## Objectif
Rédigez la suite du texte sur le régime Ravalomanana, en reprenant juste après sa dernière phrase.

## Texte fourni
——————

Contrôle financier ! Voilà l’arme (fatale) du régime Ravalomanana pour éliminer tous ceux qui n’avaient pas la même vision que L’État-Tiko-Tim. Mais pourquoi de tels agissements de la part d’un homme porteur d’espérance, de développement et de dignité humaine; porté au pouvoir par ce peuple malgache en 2002, après avoir vécu d’horribles souffrances et payé de ses larmes et de son sang ?

Dès qu’il a été réélu, en décembre 2006, Marc Ravalomanana a ajusté la Constitution malgache pour pouvoir, à coups d’ordonnances, diriger Madagascar comme son entreprise. Entreprise de transformation de produits laitiers, au départ, devenu un empire qui est présent dans pratiquement tous les secteurs économiques qui marchent. Il n’y aurait rien à redire si ce n’était sa manière machiavélique d’avoir éliminé les opérateurs économiques malgaches performants pour s’accaparer de leurs affaires existantes depuis des décennies.

Certains ont mis la clé sous le paillasson d’eux-mêmes, d’autres ont déclaré faillite, d’autres ont été emprisonnés si quelques-uns sont décédés subitement... Mais, avec tout l’appareil étatique et l’arme fatale que constitue le contrôle financier, ce qui, dans d’autres cieux aurait été qualifié d’OPA (Offre publique d’achat), devient un terrorisme d’État pur et simple. Remontons aux origines.

Dans les années 80 d’une révolution malgache à pensée et parti uniques -qui allait virer brusquement à un pseudo-libéralisme-, personne ne se souciait du village d’Imerikasinina, pas plus que d’un quidam nommé Marc Ravalomanana dont on ignore le rôle exact des parents durant les évènements tragiques de 1947. Année qu’il a renié, d’ailleurs, face au président Jacques Chirac, le 23 juillet 2005, en (lui) déclarant : « Je n'étais pas né à cette époque et je ne sais rien de ce qui s'est passé »

——————

## Données fournies

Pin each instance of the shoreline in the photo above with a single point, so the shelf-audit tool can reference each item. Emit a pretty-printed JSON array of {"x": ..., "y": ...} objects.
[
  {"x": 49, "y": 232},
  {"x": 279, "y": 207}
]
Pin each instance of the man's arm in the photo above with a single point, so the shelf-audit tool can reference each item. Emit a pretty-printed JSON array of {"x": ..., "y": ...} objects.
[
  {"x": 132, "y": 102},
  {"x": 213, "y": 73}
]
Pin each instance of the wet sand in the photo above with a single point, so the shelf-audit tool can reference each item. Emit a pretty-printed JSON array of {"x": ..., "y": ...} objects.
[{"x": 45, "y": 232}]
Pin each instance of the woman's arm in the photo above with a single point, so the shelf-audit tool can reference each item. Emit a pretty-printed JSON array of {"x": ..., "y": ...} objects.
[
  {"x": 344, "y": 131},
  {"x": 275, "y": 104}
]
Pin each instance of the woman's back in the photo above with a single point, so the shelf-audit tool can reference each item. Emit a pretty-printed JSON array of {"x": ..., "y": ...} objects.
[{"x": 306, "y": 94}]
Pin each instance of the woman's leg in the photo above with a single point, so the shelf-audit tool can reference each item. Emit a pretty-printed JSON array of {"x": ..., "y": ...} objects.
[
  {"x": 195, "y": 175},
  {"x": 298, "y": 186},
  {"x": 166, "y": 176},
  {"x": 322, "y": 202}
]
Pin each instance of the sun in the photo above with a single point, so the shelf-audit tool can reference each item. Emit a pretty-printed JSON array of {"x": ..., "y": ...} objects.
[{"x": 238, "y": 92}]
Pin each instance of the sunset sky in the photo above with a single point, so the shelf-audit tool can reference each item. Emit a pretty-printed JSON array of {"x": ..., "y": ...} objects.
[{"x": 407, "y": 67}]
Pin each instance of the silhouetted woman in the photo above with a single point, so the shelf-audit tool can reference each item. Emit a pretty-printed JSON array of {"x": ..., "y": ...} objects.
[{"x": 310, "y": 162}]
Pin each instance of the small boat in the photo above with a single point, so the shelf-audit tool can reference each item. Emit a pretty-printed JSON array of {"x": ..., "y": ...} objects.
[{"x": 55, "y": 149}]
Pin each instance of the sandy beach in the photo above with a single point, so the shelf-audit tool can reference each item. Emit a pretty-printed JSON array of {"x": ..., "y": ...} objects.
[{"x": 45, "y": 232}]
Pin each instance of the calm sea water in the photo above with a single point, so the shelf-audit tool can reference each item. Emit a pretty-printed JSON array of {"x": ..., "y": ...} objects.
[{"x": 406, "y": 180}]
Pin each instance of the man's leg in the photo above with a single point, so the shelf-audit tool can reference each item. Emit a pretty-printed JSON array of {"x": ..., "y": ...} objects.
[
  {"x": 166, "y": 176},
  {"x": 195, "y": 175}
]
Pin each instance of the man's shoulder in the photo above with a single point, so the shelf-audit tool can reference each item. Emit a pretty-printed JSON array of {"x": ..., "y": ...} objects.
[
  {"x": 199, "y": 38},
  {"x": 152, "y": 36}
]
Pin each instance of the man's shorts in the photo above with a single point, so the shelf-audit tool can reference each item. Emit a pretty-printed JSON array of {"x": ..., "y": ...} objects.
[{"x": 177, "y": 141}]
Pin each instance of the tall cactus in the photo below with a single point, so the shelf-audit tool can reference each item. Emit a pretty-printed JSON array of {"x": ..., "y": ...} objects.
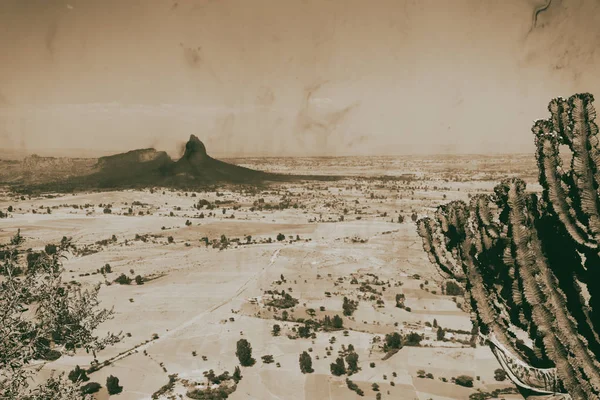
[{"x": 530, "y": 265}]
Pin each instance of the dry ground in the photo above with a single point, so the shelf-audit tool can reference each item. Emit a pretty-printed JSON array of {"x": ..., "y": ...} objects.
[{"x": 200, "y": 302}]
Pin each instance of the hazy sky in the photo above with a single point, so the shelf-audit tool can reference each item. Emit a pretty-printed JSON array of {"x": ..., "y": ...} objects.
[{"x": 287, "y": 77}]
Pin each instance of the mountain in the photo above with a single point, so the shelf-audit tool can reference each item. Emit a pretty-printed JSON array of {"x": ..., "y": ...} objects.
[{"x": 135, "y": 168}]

——————

## Réponse
Dans une atmosphère digne des années de privation de guerre mondiale, Marc Ravalomanana a donc réussi à être gratifié de financements de la part de la Banque mondiale, pour racheter à vil prix les sociétés d’état « Mamisoa » et « Lalasoa » qui traitaient le soja pour le transformer en lait commercialisable. Ce, dans le cadre de la vague de privatisations, après des nationalisations à outrance qui n’ont mené strictement à rien sinon à la paupérisation du peuple, visible à travers le phénomène 4 amis (peuple de la rue).

Hors circuit politique en ce temps-là, Marc Ravalomanana a pu avoir ce financement grâce au président Didier Ratsiraka qui l’avait cautionné. L’homme d’Imerikasinina n’avait aucune prédisposition pour devenir un homme d’État. Un homme de pouvoir, peut-être, mais pas un homme d’État. Nuance. En fait donc, il aura tout appris sur le tas, de ce «métier» de président de la république.

En 2001, Didier Ratsiraka sentant (enfin) venir le danger de la part de ce candidat déclaré aux élections présidentielles du 16 décembre, fait faire un contrôle fiscal à sa société. Résultats : Marc Ravalomanana devait s’acquitter de 330 milliards fmg d’arriérés d’impôts et d’amendes diverses. Comme on dit en malgache : “Ny tody tsy misy fa ny atao ihany no miverina” : tous ses avoirs ont été gelés, y compris son avion immatriculé en Afrique du Sud.

Seulement, grâce à la « bienveillance » de Norbert Lala Ratsirahonana, du temps où celui-ci était Premier ministre, Marc Ravalomanana avait déjà bénéficié d'exonérations douanières se chiffrant à plusieurs centaines de milliards de fmg. Une fois porté par le peuple à la présidence, Marc Ravalomanana fut pratiquement « sauvé ».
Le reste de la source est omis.